- _Exercise details_:
Exact copies of the lines from the line containing "Expected: for every instance of the woman's" through the last line of the entries below are the whole answer.

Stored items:
● ● ● ● ●

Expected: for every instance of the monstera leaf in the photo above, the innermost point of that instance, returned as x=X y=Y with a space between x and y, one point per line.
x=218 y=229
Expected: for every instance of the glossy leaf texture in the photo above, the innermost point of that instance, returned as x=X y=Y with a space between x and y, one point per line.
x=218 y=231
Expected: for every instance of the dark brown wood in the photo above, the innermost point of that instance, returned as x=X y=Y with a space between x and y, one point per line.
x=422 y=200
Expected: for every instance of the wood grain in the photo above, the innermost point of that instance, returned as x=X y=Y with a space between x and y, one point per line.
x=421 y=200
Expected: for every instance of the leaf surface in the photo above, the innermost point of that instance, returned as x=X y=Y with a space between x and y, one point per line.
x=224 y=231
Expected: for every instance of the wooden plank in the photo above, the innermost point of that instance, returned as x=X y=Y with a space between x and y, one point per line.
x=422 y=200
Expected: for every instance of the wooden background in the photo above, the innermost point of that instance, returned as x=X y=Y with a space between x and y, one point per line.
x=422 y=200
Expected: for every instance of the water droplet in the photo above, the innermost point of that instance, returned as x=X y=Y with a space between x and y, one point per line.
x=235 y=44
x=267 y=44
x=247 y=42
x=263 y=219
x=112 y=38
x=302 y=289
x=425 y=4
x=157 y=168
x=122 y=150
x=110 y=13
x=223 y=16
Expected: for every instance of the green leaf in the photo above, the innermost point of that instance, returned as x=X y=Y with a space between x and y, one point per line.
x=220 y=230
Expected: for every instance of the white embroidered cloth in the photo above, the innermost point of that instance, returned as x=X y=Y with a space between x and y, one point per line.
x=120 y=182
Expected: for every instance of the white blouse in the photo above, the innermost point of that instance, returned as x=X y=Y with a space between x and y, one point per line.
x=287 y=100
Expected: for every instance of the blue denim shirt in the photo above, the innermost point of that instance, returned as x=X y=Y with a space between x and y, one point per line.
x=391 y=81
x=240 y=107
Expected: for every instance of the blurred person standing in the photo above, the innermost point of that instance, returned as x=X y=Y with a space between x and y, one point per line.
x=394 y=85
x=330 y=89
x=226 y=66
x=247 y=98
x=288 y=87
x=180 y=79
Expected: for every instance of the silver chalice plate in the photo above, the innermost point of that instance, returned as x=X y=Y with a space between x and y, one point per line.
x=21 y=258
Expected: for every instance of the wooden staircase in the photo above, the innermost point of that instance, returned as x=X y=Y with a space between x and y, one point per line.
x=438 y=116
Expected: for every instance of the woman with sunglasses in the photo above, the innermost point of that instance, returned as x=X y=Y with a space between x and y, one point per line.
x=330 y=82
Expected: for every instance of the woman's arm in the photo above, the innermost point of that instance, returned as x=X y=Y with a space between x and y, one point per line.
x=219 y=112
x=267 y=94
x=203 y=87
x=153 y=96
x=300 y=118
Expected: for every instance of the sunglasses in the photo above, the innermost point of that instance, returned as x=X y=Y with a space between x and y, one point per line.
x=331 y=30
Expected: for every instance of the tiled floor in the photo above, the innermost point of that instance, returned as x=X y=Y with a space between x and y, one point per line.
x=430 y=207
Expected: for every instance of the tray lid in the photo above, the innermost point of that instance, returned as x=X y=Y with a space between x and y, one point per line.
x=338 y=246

● ● ● ● ●

- _Solved exercise_:
Expected: for every instance of the woman's arm in the photo above, the innermost point of that instance, returned as x=X y=Y with a space between x and y, one point per line.
x=219 y=112
x=267 y=94
x=203 y=87
x=153 y=96
x=300 y=118
Expected: for every instance of the sunglasses in the photo above, the innermost point of that instance, returned as x=X y=Y with a space between x and y, one point per line.
x=331 y=30
Expected: for every instance of the tiled floor in the photo above, the innermost point of that instance, returned as x=X y=Y with a space between x and y, one point per line.
x=430 y=207
Expected: for every instance of the tray lid in the photo above, the innermost point of that instance, returned as x=X y=Y with a space between x and y, one point per line.
x=338 y=246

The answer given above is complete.